START Material to process
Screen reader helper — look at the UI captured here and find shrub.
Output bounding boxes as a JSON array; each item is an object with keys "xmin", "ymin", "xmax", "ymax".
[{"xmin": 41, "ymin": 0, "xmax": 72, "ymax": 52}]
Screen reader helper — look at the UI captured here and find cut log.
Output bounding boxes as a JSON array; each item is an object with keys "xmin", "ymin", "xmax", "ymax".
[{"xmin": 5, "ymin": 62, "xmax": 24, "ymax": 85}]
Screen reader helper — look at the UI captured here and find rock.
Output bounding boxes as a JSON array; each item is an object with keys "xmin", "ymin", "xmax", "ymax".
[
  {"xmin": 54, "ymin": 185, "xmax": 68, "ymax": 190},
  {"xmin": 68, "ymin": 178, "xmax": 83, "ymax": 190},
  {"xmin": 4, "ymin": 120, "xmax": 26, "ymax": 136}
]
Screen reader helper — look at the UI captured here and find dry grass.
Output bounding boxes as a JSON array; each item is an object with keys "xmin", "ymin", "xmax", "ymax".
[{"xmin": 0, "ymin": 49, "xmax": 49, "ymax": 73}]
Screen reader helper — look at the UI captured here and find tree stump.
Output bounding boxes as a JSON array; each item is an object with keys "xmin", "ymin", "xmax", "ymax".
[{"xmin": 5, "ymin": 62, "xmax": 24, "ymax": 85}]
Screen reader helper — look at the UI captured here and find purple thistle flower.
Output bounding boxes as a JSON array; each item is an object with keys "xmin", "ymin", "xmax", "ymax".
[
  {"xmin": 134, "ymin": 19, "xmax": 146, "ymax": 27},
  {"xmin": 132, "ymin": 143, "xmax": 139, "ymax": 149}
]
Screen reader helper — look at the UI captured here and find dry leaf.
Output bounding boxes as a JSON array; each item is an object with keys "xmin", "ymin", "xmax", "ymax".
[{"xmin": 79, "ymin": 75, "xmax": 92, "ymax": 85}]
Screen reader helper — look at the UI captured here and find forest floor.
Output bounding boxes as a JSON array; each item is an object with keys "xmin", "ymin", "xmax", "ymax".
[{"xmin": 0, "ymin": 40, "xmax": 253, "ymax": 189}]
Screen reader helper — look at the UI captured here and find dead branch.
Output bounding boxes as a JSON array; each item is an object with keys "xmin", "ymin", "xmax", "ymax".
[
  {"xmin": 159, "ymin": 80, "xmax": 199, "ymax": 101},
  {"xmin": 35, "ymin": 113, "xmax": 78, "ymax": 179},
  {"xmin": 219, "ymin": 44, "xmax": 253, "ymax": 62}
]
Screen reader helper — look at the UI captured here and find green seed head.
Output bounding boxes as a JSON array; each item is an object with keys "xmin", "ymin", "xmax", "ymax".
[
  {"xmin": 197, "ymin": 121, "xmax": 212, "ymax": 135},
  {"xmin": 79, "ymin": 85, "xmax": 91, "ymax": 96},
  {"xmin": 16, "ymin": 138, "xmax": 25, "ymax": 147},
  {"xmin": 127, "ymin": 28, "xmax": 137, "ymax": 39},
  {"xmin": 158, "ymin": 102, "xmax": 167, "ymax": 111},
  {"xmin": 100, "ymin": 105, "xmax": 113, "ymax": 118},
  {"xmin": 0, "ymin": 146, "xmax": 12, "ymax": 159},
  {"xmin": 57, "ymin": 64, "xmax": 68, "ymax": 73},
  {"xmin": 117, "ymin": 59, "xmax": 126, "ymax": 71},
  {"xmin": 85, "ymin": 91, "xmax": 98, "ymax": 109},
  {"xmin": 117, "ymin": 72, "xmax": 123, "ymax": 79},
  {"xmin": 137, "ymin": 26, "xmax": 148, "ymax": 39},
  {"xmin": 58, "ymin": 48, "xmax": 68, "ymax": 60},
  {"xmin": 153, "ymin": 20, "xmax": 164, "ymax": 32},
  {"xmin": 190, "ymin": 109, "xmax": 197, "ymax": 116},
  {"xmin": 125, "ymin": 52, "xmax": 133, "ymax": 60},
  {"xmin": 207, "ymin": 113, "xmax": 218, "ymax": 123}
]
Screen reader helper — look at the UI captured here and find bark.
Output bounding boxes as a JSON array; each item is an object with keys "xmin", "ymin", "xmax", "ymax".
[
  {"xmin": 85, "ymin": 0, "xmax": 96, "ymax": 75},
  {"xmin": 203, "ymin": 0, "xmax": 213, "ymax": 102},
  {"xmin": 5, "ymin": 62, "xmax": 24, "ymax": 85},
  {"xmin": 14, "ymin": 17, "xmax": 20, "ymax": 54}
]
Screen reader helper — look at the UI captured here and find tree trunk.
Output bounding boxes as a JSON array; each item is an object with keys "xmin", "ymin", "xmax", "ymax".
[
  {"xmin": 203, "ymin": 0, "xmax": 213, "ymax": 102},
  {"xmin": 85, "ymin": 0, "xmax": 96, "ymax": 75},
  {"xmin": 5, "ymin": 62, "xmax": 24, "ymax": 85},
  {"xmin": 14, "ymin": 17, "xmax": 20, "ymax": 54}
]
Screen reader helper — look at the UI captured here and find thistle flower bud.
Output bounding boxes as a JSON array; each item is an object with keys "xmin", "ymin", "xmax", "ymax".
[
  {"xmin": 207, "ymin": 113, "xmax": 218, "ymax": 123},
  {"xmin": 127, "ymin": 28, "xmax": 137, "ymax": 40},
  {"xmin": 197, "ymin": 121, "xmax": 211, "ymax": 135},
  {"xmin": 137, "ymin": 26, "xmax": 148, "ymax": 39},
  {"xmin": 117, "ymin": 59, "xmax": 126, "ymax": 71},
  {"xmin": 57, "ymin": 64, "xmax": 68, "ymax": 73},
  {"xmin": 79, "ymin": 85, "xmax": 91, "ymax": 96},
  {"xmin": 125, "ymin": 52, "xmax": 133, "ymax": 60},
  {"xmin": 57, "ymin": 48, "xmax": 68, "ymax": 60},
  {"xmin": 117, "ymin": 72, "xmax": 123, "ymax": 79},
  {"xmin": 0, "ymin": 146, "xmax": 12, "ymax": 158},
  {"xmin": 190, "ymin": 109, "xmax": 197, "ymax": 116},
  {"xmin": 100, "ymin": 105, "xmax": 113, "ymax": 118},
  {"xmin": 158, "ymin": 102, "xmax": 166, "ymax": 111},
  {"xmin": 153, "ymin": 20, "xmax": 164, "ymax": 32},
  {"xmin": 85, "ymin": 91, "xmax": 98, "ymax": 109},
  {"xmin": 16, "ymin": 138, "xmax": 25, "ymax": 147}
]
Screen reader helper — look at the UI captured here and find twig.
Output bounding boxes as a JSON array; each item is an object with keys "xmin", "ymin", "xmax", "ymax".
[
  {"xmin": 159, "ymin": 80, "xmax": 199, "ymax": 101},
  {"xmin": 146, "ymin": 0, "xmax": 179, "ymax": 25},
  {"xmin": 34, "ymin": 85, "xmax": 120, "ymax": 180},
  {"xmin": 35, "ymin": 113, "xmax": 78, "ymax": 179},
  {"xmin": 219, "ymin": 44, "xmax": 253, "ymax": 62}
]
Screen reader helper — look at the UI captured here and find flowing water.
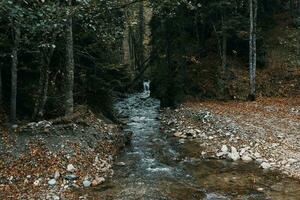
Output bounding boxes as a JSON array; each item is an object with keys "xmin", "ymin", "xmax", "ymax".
[{"xmin": 82, "ymin": 93, "xmax": 300, "ymax": 200}]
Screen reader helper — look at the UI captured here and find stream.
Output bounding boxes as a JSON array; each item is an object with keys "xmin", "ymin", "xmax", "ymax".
[{"xmin": 81, "ymin": 93, "xmax": 300, "ymax": 200}]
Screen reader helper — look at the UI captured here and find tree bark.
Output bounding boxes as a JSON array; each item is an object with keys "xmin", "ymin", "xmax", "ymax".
[
  {"xmin": 138, "ymin": 1, "xmax": 145, "ymax": 71},
  {"xmin": 11, "ymin": 25, "xmax": 20, "ymax": 124},
  {"xmin": 65, "ymin": 0, "xmax": 74, "ymax": 116},
  {"xmin": 221, "ymin": 15, "xmax": 227, "ymax": 72},
  {"xmin": 33, "ymin": 47, "xmax": 54, "ymax": 120},
  {"xmin": 0, "ymin": 66, "xmax": 2, "ymax": 104},
  {"xmin": 248, "ymin": 0, "xmax": 257, "ymax": 101}
]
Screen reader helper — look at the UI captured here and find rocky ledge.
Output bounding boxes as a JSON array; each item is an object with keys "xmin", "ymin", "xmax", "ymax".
[{"xmin": 161, "ymin": 97, "xmax": 300, "ymax": 178}]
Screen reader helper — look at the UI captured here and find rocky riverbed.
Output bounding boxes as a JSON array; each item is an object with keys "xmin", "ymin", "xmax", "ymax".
[
  {"xmin": 0, "ymin": 107, "xmax": 128, "ymax": 199},
  {"xmin": 161, "ymin": 97, "xmax": 300, "ymax": 178}
]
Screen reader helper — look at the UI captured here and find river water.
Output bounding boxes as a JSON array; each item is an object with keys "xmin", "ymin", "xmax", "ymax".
[{"xmin": 83, "ymin": 93, "xmax": 300, "ymax": 200}]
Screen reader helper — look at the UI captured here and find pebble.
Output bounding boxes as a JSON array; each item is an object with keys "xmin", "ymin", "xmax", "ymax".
[
  {"xmin": 257, "ymin": 187, "xmax": 264, "ymax": 192},
  {"xmin": 33, "ymin": 179, "xmax": 40, "ymax": 186},
  {"xmin": 67, "ymin": 164, "xmax": 76, "ymax": 172},
  {"xmin": 48, "ymin": 179, "xmax": 56, "ymax": 186},
  {"xmin": 91, "ymin": 177, "xmax": 105, "ymax": 187},
  {"xmin": 241, "ymin": 154, "xmax": 253, "ymax": 162},
  {"xmin": 221, "ymin": 145, "xmax": 228, "ymax": 153},
  {"xmin": 116, "ymin": 162, "xmax": 126, "ymax": 166},
  {"xmin": 65, "ymin": 174, "xmax": 78, "ymax": 181},
  {"xmin": 83, "ymin": 180, "xmax": 91, "ymax": 187},
  {"xmin": 54, "ymin": 170, "xmax": 60, "ymax": 179},
  {"xmin": 261, "ymin": 162, "xmax": 271, "ymax": 169}
]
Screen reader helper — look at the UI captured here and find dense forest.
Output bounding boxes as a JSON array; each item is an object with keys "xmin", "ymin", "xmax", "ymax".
[
  {"xmin": 0, "ymin": 0, "xmax": 299, "ymax": 199},
  {"xmin": 0, "ymin": 0, "xmax": 299, "ymax": 122}
]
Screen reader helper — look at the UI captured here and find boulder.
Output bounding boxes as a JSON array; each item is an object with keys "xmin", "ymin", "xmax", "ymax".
[{"xmin": 228, "ymin": 147, "xmax": 240, "ymax": 161}]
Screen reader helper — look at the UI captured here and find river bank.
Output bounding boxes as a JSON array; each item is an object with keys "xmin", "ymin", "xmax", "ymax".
[
  {"xmin": 161, "ymin": 97, "xmax": 300, "ymax": 179},
  {"xmin": 0, "ymin": 106, "xmax": 128, "ymax": 199}
]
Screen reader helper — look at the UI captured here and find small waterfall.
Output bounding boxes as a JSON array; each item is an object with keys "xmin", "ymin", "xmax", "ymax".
[{"xmin": 143, "ymin": 80, "xmax": 151, "ymax": 96}]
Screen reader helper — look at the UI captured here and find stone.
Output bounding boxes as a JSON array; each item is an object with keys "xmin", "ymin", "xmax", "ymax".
[
  {"xmin": 216, "ymin": 152, "xmax": 225, "ymax": 157},
  {"xmin": 54, "ymin": 170, "xmax": 60, "ymax": 179},
  {"xmin": 67, "ymin": 164, "xmax": 76, "ymax": 172},
  {"xmin": 228, "ymin": 147, "xmax": 240, "ymax": 161},
  {"xmin": 221, "ymin": 145, "xmax": 228, "ymax": 153},
  {"xmin": 261, "ymin": 162, "xmax": 271, "ymax": 169},
  {"xmin": 48, "ymin": 179, "xmax": 56, "ymax": 186},
  {"xmin": 11, "ymin": 124, "xmax": 18, "ymax": 129},
  {"xmin": 33, "ymin": 179, "xmax": 40, "ymax": 186},
  {"xmin": 91, "ymin": 177, "xmax": 105, "ymax": 187},
  {"xmin": 254, "ymin": 152, "xmax": 262, "ymax": 159},
  {"xmin": 65, "ymin": 174, "xmax": 78, "ymax": 181},
  {"xmin": 239, "ymin": 148, "xmax": 247, "ymax": 156},
  {"xmin": 257, "ymin": 188, "xmax": 264, "ymax": 192},
  {"xmin": 116, "ymin": 162, "xmax": 126, "ymax": 166},
  {"xmin": 241, "ymin": 154, "xmax": 253, "ymax": 162},
  {"xmin": 174, "ymin": 132, "xmax": 182, "ymax": 137},
  {"xmin": 53, "ymin": 195, "xmax": 60, "ymax": 200},
  {"xmin": 83, "ymin": 180, "xmax": 91, "ymax": 187},
  {"xmin": 288, "ymin": 158, "xmax": 297, "ymax": 164}
]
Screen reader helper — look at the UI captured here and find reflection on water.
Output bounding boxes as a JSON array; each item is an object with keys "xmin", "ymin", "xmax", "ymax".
[{"xmin": 77, "ymin": 93, "xmax": 300, "ymax": 200}]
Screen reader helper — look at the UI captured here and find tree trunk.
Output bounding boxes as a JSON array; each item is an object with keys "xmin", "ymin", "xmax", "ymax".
[
  {"xmin": 11, "ymin": 25, "xmax": 20, "ymax": 124},
  {"xmin": 221, "ymin": 15, "xmax": 227, "ymax": 72},
  {"xmin": 138, "ymin": 1, "xmax": 145, "ymax": 71},
  {"xmin": 33, "ymin": 47, "xmax": 54, "ymax": 120},
  {"xmin": 65, "ymin": 1, "xmax": 74, "ymax": 116},
  {"xmin": 0, "ymin": 66, "xmax": 2, "ymax": 104},
  {"xmin": 248, "ymin": 0, "xmax": 257, "ymax": 101}
]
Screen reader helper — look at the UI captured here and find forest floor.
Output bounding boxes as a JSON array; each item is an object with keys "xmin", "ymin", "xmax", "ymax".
[
  {"xmin": 161, "ymin": 96, "xmax": 300, "ymax": 179},
  {"xmin": 0, "ymin": 107, "xmax": 128, "ymax": 199}
]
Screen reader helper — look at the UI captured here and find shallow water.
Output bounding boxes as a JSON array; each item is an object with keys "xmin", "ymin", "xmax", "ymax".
[{"xmin": 80, "ymin": 93, "xmax": 300, "ymax": 200}]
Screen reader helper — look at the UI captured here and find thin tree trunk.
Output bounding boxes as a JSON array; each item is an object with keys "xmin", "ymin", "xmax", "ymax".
[
  {"xmin": 138, "ymin": 1, "xmax": 145, "ymax": 71},
  {"xmin": 11, "ymin": 25, "xmax": 20, "ymax": 124},
  {"xmin": 221, "ymin": 15, "xmax": 227, "ymax": 72},
  {"xmin": 33, "ymin": 48, "xmax": 54, "ymax": 120},
  {"xmin": 0, "ymin": 66, "xmax": 2, "ymax": 104},
  {"xmin": 65, "ymin": 1, "xmax": 74, "ymax": 116},
  {"xmin": 248, "ymin": 0, "xmax": 257, "ymax": 101},
  {"xmin": 253, "ymin": 0, "xmax": 257, "ymax": 97}
]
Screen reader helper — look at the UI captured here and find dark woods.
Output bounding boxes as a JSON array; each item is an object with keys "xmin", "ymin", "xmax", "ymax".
[{"xmin": 0, "ymin": 0, "xmax": 299, "ymax": 122}]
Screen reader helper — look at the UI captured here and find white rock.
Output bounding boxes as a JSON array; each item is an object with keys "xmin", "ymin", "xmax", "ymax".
[
  {"xmin": 228, "ymin": 147, "xmax": 240, "ymax": 161},
  {"xmin": 67, "ymin": 164, "xmax": 76, "ymax": 172},
  {"xmin": 174, "ymin": 132, "xmax": 182, "ymax": 137},
  {"xmin": 53, "ymin": 195, "xmax": 60, "ymax": 200},
  {"xmin": 221, "ymin": 145, "xmax": 228, "ymax": 153},
  {"xmin": 241, "ymin": 154, "xmax": 253, "ymax": 162},
  {"xmin": 261, "ymin": 162, "xmax": 271, "ymax": 169},
  {"xmin": 239, "ymin": 148, "xmax": 247, "ymax": 156},
  {"xmin": 216, "ymin": 152, "xmax": 225, "ymax": 157},
  {"xmin": 179, "ymin": 139, "xmax": 185, "ymax": 144},
  {"xmin": 254, "ymin": 152, "xmax": 262, "ymax": 158},
  {"xmin": 54, "ymin": 171, "xmax": 60, "ymax": 179},
  {"xmin": 33, "ymin": 179, "xmax": 40, "ymax": 186},
  {"xmin": 116, "ymin": 162, "xmax": 126, "ymax": 166},
  {"xmin": 257, "ymin": 188, "xmax": 264, "ymax": 192},
  {"xmin": 288, "ymin": 158, "xmax": 297, "ymax": 164}
]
END Material to process
## What the task asks
Beginning of the records through the line with "and find rock.": return that span exactly and stop there.

## Reply
Screen reader helper — look at the UI captured here and find shrub.
Output bounding boxes as a JSON array; each item is an object with keys "xmin", "ymin", "xmax", "ymax".
[{"xmin": 41, "ymin": 0, "xmax": 72, "ymax": 52}]
Screen reader helper — look at the UI captured here and find cut log.
Output bounding boxes as a JSON array; each item is an object with keys "xmin", "ymin", "xmax", "ymax".
[{"xmin": 5, "ymin": 62, "xmax": 24, "ymax": 85}]
Screen reader helper — look at the UI captured here and find rock.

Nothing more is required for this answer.